Would you return the entries below exactly from the line containing "Please identify the headlight" onward, ending with the final line and including it, and nothing else?

Dataset entries
Segment Open
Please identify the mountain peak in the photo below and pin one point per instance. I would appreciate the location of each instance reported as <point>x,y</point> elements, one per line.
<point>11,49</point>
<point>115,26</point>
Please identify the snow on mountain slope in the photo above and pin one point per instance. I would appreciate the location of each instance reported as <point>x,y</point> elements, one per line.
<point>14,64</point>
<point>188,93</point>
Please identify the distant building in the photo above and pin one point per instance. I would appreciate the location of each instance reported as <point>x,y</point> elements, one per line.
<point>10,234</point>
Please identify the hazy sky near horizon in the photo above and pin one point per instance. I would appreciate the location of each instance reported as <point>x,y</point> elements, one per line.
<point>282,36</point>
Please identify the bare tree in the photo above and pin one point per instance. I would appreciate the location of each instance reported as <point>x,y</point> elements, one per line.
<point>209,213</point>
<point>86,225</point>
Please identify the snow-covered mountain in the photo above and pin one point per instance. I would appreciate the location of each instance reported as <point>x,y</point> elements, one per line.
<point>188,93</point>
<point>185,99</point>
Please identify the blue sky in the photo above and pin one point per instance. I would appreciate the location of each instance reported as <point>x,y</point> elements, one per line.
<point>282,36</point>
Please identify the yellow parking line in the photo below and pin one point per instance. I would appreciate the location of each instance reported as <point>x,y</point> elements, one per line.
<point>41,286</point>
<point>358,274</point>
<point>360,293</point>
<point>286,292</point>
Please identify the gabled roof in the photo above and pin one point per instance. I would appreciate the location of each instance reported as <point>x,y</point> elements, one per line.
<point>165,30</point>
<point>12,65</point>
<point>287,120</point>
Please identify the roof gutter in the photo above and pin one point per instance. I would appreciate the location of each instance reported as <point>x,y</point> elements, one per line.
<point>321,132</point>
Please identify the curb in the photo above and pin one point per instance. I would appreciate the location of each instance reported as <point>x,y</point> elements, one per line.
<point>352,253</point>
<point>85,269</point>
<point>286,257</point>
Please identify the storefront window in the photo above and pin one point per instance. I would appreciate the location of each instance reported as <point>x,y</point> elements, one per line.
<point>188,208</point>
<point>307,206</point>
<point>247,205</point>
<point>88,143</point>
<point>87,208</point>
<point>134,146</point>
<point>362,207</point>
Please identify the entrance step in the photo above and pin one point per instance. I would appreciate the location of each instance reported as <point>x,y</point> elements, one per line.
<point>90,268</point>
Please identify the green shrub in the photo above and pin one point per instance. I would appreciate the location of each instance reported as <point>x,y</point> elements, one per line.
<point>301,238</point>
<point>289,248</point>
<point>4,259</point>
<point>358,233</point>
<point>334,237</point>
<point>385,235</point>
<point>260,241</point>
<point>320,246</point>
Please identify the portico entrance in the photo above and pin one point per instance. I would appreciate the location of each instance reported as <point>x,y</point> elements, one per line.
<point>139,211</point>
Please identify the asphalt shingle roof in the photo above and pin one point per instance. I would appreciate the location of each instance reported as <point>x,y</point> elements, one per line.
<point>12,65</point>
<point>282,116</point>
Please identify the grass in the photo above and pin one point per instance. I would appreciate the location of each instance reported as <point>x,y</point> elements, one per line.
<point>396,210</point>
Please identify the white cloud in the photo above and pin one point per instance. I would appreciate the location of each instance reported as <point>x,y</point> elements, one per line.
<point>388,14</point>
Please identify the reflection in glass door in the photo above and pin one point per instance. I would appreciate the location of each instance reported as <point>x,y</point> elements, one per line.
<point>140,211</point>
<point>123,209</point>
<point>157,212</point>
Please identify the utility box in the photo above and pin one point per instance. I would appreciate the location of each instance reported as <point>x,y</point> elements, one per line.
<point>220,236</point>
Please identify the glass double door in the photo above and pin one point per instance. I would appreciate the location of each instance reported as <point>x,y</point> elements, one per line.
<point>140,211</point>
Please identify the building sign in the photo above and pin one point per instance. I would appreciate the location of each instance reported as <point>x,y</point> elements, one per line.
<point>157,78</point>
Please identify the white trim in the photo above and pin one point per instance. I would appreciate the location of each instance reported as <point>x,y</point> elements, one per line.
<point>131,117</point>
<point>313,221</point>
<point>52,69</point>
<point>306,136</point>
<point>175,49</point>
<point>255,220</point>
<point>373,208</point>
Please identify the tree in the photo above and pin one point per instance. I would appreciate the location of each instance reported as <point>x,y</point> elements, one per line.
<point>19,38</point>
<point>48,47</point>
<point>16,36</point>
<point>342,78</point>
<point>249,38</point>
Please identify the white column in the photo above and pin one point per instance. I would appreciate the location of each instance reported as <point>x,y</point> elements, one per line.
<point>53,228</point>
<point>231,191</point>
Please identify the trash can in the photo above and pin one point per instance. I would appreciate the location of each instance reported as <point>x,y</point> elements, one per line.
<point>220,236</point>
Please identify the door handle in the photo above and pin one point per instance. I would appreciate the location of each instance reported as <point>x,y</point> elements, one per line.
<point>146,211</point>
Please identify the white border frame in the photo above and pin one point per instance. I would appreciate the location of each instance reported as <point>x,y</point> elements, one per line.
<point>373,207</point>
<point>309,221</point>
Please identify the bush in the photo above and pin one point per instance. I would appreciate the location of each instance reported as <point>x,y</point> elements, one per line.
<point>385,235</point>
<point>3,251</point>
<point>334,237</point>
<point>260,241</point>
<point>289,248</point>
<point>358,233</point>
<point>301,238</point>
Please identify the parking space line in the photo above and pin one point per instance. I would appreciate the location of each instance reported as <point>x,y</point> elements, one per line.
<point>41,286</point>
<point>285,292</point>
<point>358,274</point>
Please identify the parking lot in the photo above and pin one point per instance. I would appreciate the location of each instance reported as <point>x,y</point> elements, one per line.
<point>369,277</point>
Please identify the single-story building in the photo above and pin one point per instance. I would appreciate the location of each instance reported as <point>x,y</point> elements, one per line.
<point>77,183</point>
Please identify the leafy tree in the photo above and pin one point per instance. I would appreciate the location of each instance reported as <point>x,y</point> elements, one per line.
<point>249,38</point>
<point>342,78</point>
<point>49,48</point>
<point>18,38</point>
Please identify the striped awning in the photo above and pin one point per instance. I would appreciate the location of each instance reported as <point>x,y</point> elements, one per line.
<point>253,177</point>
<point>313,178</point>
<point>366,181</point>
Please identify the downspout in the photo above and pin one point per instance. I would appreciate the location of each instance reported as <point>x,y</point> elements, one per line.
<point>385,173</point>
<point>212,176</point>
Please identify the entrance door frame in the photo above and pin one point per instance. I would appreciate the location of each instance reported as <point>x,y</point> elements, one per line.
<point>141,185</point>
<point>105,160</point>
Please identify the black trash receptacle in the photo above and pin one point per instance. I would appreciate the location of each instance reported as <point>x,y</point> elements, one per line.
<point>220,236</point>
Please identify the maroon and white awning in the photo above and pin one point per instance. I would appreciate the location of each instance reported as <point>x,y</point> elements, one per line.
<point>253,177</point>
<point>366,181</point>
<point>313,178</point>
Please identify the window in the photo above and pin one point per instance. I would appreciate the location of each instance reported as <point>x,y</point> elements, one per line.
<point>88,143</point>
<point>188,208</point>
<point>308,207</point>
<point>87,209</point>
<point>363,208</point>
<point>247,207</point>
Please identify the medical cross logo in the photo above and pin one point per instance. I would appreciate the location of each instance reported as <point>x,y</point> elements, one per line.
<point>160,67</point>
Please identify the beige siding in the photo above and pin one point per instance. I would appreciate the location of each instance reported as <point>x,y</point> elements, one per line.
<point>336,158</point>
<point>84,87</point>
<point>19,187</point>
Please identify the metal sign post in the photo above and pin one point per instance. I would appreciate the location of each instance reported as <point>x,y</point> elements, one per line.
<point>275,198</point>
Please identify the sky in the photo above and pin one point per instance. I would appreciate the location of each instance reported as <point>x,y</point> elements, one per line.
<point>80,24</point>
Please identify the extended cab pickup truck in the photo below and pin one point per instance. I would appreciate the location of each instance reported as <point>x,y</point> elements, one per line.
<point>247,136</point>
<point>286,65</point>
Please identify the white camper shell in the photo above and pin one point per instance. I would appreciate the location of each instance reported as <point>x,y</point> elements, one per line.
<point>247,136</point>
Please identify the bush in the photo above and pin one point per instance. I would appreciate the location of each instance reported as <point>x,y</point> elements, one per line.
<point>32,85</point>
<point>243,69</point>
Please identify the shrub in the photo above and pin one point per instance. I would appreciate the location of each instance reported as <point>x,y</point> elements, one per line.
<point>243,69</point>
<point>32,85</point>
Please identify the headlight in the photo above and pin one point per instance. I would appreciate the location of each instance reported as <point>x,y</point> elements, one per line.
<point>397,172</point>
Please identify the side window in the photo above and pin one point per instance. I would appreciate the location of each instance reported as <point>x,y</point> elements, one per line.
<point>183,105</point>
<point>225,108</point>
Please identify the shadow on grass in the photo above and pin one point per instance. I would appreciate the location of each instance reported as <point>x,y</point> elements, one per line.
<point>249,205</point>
Segment Closed
EXERCISE SOLUTION
Please identify the headlight in the photo above and pin one point per instance. I would appreciate the location of each instance reported as <point>x,y</point> elements, one per line.
<point>397,172</point>
Please identify the side window in the photo above and pin one point per instance. I would appreciate the location of each instance reported as <point>x,y</point> elements, one per line.
<point>183,105</point>
<point>225,108</point>
Please identify the shadow on grass in the photo above and pin one point per instance. I would appreciate the location of each instance reported as <point>x,y</point> elements, one per line.
<point>249,205</point>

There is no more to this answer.